Lines below starting with the line with "Tag the white parking" and going on through the line with "Tag the window with" must be output exactly; the rest of the records must be left out.
Top of Extracted data
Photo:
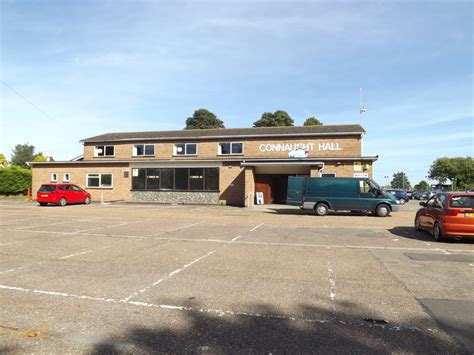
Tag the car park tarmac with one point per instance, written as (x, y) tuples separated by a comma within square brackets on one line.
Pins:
[(132, 278)]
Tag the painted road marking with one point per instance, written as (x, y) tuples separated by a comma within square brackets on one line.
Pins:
[(170, 275), (256, 227), (219, 312)]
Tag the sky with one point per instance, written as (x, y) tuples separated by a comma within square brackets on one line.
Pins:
[(75, 69)]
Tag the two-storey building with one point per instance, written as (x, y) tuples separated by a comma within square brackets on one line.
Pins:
[(209, 166)]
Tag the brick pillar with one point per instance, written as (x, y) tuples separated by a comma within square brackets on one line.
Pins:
[(249, 186)]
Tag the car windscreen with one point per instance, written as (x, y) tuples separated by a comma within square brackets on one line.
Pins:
[(47, 188), (462, 202)]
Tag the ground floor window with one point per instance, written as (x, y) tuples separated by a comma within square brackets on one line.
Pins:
[(99, 180), (176, 179)]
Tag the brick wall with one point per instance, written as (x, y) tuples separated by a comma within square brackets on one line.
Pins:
[(321, 147)]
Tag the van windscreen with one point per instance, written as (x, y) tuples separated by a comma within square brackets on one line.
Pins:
[(47, 188)]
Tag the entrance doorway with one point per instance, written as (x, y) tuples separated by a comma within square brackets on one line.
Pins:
[(273, 187)]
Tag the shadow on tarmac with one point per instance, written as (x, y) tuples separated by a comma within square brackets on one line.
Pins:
[(411, 233), (321, 331)]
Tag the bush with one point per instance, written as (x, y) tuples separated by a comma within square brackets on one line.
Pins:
[(14, 180)]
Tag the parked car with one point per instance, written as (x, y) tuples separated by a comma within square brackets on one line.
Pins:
[(400, 195), (62, 194), (447, 215)]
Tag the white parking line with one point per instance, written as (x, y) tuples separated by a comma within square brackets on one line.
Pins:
[(175, 229), (256, 227), (170, 275), (219, 312)]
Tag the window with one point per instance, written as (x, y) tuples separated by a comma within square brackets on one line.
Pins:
[(185, 149), (230, 148), (143, 150), (179, 179), (104, 151), (99, 180)]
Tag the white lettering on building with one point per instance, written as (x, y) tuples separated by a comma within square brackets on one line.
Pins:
[(286, 147), (329, 146)]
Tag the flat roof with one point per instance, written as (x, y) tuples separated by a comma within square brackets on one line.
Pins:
[(225, 133)]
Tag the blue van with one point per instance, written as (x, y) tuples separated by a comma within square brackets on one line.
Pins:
[(350, 194)]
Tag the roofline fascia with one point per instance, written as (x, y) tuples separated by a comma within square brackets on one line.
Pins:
[(223, 137)]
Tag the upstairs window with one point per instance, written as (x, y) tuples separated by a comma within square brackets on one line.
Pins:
[(230, 148), (185, 149), (104, 151), (140, 150)]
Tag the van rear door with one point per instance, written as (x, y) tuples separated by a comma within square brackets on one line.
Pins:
[(295, 191)]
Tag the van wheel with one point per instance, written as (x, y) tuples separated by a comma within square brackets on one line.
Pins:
[(321, 209), (437, 233), (382, 210)]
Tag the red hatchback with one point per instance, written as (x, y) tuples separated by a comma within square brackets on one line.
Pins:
[(449, 214), (62, 194)]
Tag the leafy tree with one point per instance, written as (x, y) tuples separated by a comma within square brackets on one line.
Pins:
[(400, 181), (14, 180), (276, 119), (3, 161), (203, 119), (422, 186), (23, 153), (312, 121), (459, 170)]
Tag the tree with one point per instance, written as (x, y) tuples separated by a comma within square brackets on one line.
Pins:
[(312, 121), (276, 119), (23, 153), (400, 181), (459, 170), (203, 119), (422, 186), (3, 161)]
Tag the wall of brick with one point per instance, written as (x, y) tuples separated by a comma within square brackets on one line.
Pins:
[(78, 176), (321, 147), (232, 184)]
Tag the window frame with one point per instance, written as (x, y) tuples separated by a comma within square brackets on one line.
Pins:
[(176, 154), (99, 175), (105, 146), (134, 150), (219, 148)]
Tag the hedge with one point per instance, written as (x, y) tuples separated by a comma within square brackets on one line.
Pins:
[(14, 180)]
Bottom of Extracted data
**Task solution:**
Tag the white parking line with one point per instance, written as (x, y) tuples separated by a comma within square brackets on one line.
Pins:
[(175, 229), (256, 227), (170, 275), (219, 312)]
Tag the window with one point per instance, written as (x, y) tuples separated by a comma within square brackets on one line.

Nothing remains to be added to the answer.